What is needed:
Could the lines from the one with "like [385, 313]." through the end of the listing be restated exactly, with nothing else included?

Point placement records:
┏━━
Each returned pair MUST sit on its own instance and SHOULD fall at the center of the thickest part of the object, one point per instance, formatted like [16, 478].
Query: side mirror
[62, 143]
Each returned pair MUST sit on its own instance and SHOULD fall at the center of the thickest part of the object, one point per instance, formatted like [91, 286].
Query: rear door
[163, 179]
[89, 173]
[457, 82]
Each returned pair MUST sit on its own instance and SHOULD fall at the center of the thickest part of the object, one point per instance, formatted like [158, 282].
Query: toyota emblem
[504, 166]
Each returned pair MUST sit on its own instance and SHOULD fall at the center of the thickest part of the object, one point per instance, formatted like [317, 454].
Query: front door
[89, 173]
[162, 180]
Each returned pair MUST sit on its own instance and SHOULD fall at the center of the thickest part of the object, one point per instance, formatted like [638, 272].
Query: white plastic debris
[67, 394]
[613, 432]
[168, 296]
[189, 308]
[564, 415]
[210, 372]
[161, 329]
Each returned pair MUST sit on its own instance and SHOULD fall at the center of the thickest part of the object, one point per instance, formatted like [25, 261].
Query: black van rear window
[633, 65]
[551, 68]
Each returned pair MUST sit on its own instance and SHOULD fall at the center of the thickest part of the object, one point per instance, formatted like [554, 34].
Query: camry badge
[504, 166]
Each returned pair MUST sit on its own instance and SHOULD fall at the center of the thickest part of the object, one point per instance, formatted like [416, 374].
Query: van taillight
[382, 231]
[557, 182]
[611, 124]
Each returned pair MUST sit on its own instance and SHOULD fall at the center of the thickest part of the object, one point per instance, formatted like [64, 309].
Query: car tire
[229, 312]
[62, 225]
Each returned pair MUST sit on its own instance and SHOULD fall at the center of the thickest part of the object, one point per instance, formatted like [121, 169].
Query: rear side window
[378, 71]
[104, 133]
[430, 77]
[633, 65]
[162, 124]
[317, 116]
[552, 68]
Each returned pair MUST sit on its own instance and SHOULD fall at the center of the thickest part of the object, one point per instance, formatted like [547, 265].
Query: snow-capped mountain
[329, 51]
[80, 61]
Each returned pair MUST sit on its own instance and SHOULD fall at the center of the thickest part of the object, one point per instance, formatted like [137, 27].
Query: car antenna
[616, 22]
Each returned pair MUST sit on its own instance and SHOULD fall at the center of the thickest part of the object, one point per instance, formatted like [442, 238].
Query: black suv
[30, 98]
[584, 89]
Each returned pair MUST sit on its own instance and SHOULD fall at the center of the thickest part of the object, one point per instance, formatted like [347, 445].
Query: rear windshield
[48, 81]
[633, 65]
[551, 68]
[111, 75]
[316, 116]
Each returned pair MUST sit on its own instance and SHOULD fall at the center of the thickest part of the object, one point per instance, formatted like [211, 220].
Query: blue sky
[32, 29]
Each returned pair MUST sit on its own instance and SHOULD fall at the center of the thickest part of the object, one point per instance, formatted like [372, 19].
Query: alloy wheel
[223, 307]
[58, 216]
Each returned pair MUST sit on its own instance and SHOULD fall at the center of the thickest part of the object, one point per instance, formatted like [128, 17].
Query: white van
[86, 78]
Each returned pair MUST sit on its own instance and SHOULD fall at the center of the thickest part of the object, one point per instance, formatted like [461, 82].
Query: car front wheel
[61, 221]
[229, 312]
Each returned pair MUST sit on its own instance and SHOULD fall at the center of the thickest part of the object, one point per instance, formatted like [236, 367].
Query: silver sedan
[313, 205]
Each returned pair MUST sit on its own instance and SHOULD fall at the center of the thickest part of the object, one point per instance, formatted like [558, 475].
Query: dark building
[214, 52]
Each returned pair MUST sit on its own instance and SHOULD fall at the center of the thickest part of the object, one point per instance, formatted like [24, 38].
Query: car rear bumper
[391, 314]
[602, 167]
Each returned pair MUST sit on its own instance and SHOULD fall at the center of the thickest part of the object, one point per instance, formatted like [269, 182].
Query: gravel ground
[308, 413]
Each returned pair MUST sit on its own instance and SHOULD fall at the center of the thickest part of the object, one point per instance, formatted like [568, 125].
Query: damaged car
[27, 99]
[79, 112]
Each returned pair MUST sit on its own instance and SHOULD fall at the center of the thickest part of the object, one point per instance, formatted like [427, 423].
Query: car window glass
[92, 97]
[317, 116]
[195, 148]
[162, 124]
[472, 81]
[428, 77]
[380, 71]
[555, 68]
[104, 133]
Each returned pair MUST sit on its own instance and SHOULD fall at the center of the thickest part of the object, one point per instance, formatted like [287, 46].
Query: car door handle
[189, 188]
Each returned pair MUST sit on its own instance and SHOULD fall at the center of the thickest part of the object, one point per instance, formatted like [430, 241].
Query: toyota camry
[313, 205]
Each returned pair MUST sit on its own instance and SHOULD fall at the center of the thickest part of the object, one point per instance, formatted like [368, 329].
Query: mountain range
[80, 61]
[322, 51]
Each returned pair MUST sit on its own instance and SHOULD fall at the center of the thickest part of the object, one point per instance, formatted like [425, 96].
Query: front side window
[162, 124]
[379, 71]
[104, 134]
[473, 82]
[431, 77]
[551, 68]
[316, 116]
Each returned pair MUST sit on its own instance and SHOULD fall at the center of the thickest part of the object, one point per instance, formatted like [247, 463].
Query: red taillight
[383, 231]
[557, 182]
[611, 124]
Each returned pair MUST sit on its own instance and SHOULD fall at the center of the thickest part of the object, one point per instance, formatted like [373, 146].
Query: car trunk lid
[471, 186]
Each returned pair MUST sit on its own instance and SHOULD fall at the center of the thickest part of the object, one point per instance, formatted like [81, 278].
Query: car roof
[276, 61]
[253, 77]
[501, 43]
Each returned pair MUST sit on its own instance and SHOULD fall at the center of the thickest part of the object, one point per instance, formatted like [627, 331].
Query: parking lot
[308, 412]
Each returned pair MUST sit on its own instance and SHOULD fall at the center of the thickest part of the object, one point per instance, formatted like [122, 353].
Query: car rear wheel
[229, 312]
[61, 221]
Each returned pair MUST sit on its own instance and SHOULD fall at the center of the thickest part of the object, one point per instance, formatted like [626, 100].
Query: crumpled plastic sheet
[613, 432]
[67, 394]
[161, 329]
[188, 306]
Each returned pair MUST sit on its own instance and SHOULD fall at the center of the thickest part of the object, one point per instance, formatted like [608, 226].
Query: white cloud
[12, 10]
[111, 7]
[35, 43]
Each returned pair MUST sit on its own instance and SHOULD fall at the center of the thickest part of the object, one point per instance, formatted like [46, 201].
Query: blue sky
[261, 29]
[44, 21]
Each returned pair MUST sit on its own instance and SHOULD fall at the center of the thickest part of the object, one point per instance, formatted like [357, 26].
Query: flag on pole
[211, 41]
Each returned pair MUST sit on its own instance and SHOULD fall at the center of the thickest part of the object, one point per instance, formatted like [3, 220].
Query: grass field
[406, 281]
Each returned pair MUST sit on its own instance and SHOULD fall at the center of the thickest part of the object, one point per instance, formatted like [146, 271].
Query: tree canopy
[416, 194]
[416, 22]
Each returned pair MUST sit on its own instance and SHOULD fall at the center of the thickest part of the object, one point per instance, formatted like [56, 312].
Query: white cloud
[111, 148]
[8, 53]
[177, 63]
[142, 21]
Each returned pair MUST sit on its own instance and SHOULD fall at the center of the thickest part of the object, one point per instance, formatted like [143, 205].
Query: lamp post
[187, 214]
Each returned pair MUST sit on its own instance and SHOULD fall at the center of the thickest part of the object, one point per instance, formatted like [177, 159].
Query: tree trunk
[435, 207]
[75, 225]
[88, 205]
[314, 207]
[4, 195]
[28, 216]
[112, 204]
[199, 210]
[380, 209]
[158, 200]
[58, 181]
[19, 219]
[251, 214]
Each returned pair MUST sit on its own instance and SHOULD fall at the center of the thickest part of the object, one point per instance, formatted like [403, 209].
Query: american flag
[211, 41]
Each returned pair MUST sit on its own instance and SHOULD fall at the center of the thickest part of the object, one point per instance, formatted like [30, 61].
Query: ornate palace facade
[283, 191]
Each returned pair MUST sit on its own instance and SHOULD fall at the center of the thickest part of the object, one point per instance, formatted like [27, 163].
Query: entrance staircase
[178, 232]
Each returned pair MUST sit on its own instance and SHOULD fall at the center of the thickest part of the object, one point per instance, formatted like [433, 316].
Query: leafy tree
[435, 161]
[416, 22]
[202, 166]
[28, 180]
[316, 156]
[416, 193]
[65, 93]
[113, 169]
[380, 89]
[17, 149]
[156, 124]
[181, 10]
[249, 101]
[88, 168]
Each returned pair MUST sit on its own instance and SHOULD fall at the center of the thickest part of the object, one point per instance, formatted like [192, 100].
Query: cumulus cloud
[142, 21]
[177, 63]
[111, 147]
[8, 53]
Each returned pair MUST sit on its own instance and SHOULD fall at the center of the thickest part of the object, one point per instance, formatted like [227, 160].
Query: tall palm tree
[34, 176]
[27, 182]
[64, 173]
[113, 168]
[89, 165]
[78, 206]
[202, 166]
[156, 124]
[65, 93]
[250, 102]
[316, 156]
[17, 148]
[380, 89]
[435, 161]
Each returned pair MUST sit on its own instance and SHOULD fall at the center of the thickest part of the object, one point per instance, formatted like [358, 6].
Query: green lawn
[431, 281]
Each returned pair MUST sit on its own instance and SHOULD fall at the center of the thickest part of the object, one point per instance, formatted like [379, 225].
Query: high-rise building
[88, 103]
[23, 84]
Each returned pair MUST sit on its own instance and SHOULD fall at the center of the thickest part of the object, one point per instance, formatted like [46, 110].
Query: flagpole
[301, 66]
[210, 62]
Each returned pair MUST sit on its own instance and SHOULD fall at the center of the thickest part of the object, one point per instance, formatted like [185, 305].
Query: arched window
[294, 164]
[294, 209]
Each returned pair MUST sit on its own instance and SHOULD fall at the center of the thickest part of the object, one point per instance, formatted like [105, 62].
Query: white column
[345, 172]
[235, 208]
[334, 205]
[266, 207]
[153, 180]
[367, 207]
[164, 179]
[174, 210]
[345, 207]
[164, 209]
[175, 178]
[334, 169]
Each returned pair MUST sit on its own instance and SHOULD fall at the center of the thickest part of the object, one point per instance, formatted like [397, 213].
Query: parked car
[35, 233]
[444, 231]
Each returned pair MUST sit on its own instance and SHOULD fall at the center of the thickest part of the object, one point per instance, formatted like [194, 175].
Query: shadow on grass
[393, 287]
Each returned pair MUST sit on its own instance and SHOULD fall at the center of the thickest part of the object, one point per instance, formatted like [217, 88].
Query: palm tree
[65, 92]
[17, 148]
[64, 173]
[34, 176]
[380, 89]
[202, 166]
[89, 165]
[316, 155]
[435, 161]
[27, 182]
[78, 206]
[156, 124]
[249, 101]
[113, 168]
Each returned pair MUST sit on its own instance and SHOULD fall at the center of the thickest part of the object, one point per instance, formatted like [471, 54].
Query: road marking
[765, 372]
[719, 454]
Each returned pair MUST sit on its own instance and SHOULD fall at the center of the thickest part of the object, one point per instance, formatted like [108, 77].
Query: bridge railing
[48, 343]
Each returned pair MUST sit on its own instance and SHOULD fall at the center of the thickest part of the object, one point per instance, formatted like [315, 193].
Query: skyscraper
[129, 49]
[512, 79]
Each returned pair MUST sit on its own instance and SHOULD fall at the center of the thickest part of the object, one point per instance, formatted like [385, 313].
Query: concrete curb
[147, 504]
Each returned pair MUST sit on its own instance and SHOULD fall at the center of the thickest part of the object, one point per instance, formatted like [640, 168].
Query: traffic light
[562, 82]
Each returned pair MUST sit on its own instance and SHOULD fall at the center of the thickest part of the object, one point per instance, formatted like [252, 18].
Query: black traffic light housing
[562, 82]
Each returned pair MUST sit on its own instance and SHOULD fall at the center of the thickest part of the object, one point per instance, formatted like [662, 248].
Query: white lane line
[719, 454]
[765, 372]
┗━━
Response to the exercise:
Each returned pair MUST sit on its own instance and SHOULD fall at the center of the thickest part of the object, one point per instance, formatted like [385, 313].
Query: concrete curb
[147, 504]
Each returned pair MUST sit on its own instance and SHOULD fall at the center of the thickest part of the object, one point per instance, formatted like [640, 168].
Query: traffic light
[562, 82]
Each returned pair MUST sit on its own instance and SHOULD fall at the center of the thickest part of the object, one point per instance, formatted like [252, 18].
Query: black traffic light housing
[562, 82]
Each returned pair MUST sit on its own instance and SHOULD fall at the center of the thickest part of the object, one point per instance, formatted like [662, 248].
Query: white lane line
[719, 454]
[765, 372]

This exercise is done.